▸ **WORK INSTRUCTION**
Repeat all the data that appears below, keeping it exact.

▸ **INPUT DATA**
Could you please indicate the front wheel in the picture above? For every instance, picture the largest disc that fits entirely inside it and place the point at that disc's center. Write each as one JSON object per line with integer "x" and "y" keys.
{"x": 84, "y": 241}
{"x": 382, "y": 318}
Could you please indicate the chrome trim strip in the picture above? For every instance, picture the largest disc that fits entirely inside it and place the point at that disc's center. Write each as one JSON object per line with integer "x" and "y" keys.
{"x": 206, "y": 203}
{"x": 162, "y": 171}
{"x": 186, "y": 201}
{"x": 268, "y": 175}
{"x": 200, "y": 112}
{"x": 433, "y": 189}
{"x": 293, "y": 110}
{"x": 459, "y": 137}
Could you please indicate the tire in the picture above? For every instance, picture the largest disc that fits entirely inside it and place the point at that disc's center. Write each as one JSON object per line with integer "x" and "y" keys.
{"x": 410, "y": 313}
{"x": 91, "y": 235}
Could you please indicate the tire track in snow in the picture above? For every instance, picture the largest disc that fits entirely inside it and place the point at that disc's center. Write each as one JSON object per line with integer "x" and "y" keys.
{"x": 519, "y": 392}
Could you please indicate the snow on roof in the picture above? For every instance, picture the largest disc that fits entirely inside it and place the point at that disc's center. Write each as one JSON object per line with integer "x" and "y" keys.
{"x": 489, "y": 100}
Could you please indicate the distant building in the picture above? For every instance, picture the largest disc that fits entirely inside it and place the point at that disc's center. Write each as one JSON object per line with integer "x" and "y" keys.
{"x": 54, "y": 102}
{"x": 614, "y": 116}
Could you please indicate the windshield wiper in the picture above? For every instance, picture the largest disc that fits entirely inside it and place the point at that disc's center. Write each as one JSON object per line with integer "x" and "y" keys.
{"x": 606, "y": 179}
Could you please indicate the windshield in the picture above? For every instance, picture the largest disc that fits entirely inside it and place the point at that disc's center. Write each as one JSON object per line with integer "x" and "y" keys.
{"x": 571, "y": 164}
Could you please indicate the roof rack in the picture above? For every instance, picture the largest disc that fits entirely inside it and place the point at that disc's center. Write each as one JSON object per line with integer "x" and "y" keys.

▸ **WRITTEN RESPONSE**
Could you please indicate the front wheel in the picture above? For every instance, picture the largest disc that fits entirely inside it and place the point at that disc's center. Write each as one JSON object per line with integer "x" and "y" keys.
{"x": 84, "y": 241}
{"x": 382, "y": 318}
Could you please indicate the chrome trim strip in the picture above? For every instance, picture the largest disc that fits entirely inside it and place the point at that disc's center. Write each as one JSON object per line with integer "x" and "y" keys.
{"x": 206, "y": 203}
{"x": 162, "y": 171}
{"x": 186, "y": 201}
{"x": 268, "y": 175}
{"x": 200, "y": 112}
{"x": 433, "y": 189}
{"x": 293, "y": 110}
{"x": 459, "y": 137}
Could you please indicate the tire in the picture above? For every instance, picture the largest disc that fits entirely inside it and place the point at that disc's center. Write each as one JSON object per line with integer "x" and "y" keys.
{"x": 410, "y": 313}
{"x": 91, "y": 235}
Could you please indicate the tire track in snow in the picture above? For every instance, picture the largest disc that fits entirely inside it and place the point at that disc's center. Write each as one JSON object per line with integer "x" and "y" keys.
{"x": 519, "y": 392}
Could you please indicate the snow on roof in the picture above? For every instance, picture the largest disc that fits entirely inside it and place the point at that disc's center. Write each as one JSON object per line with integer "x" and "y" keys.
{"x": 489, "y": 100}
Could you please indicate the distant building in the picture above? For every instance, picture the largest disc that fits entirely inside it and place the point at that disc's center. Write each as one JSON object per line with integer "x" and "y" keys.
{"x": 54, "y": 102}
{"x": 614, "y": 116}
Could you please indicate the windshield wiper in the picture above? For every instance, picture the largest disc that fits entirely inside it and place the point at that disc's center. Write each as one JSON object per line with integer "x" and "y" keys.
{"x": 606, "y": 179}
Could you please indicate the windshield in the picture above? For every instance, picture the largest disc that fits entirely inside it and place the point at that disc's center. Write each as one JSON object per line with integer "x" and "y" keys.
{"x": 571, "y": 164}
Could you please indicate the roof rack in the picture above? For every instance, picture the largest disc that fits entirely inside it and place the point at that disc's center. Write each as one JSON object per line with integer "x" and "y" keys.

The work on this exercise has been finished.